● Work instructions:
**A.** In the Dark Knight Rises post, how many more times did the writer see Tim Burton's 1989 Batman while it was in theaters, after opening night?
**B.** Please mark each statement yes or no according to the Dark Knight Rises post, quoting the words that decide it: (i) The writer bought three tickets for The Dark Knight Rises. (ii) The writer first saw Tim Burton's Batman after starting second grade. (iii) The writer entered the theater an hour before midnight.
──────── Document text
A Tale of Two (Gotham) Cities, Part 1

Great and Not-So-Great Expectations

Buds for life!

Batman is my favorite character in all of fiction.  Tim Burton’s Batman from 1989 was the first movie I saw on opening night in a sold-out house, and after that I managed to see it seven more times while it was in theaters.  And that was the summer before I entered second grade, so you figure out how I did that because I don’t even know!  After the movie, I started following the Caped Crusader’s exploits in Detective Comics and graphic novels like The Dark Knight Returns and The Killing Joke.   Comics are what got me into reading, and reading got me into writing, and writing got me into… whatever the hell this is.

Batman: The Animated Series is one of my all-time favorite TV shows, and even the most wretched Joel Schumacher-directed Bat-nipple extravaganza got my money.  If it’s a Batman movie, I’ll be there, and if you pay attention to the world, you know that a new one just opened nation wide yesterday.

If you haven’t seen it yet, you will, since it’s projected to take the third biggest box-office of all time.

Twenty minutes before midnight on Thursday, I entered the movie theater with my pre-purchased ticket for The Dark Knight Rises.  Thankfully, I was one of the countless people who had an uninterrupted experience and went home safely the next morning, not one of the dozens who faced inexplicable horror and violence at the hands of an evil domestic terrorist.  I considered not writing about the actual experience of sitting in the theater for this entry, not mentioning the cavalier, almost whimsical references to injury and death that I and some of my fellow movie-goers tossed around while waiting in the lobby.  Like how, when the usher opened the doors, I cupped my hand over my mouth and shouted “BUM RUSH!”  Like how, when my friends and I, as well as a bunch of teenagers, and a lot of drunks who’d just sauntered in from the house of sleaze and crabs across the street known as The Dawg House, raced to our seats, I may have called out, “If someone falls, leave ‘em behind!”  Like how the frantic yelling, chattering and occasional slapping from the audience waiting for the lights to dim reminded me of the scene in Gremlins when the creatures watch Snow White.  I thought bringing up any of these moments from the movie experience would be in poor taste.  Not NRA-tweet poor taste, but poor.

Then I decided the death toll was high enough and that this dickless psychopath wasn’t going to shame me from telling my jokes.  Only my wife can do that!

When I bought three tickets for The Dark Knight Rises last Tuesday, the sweet, elderly woman in the ticket booth said, “Now, you know the rules, right?”  The rules?  What rules could she mean?  Did I have to show up at a certain time in order to get a specific seat?  Was I supposed to dress up in character?  Was I not supposed to bring a digital camera and bootleg the entire film?
────────────────
──────── Material shown
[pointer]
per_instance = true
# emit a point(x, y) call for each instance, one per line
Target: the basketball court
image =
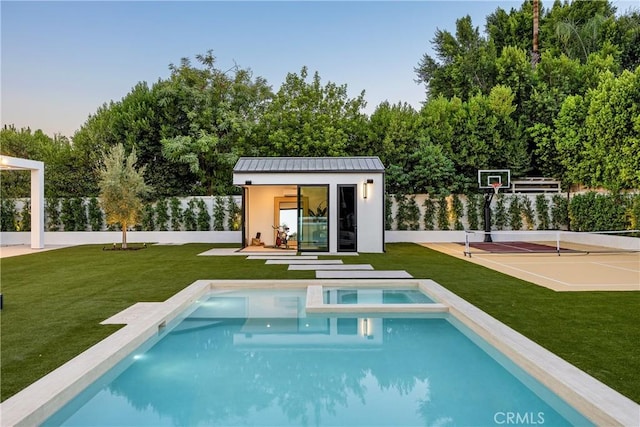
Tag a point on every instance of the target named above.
────────────────
──────── Material shown
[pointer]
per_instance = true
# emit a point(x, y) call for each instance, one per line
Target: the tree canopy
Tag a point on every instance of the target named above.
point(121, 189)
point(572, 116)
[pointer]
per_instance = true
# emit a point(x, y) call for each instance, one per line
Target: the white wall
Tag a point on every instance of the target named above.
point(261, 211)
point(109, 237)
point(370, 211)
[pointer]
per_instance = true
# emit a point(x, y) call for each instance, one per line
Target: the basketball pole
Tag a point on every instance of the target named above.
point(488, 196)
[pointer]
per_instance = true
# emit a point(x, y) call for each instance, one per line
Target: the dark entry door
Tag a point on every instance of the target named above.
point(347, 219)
────────────────
● Correct answers:
**A.** Seven more times.

**B.**
(i) Yes: "When I bought three tickets for The Dark Knight Rises last Tuesday"
(ii) No: "that was the summer before I entered second grade"
(iii) No: "Twenty minutes before midnight on Thursday, I entered the movie theater"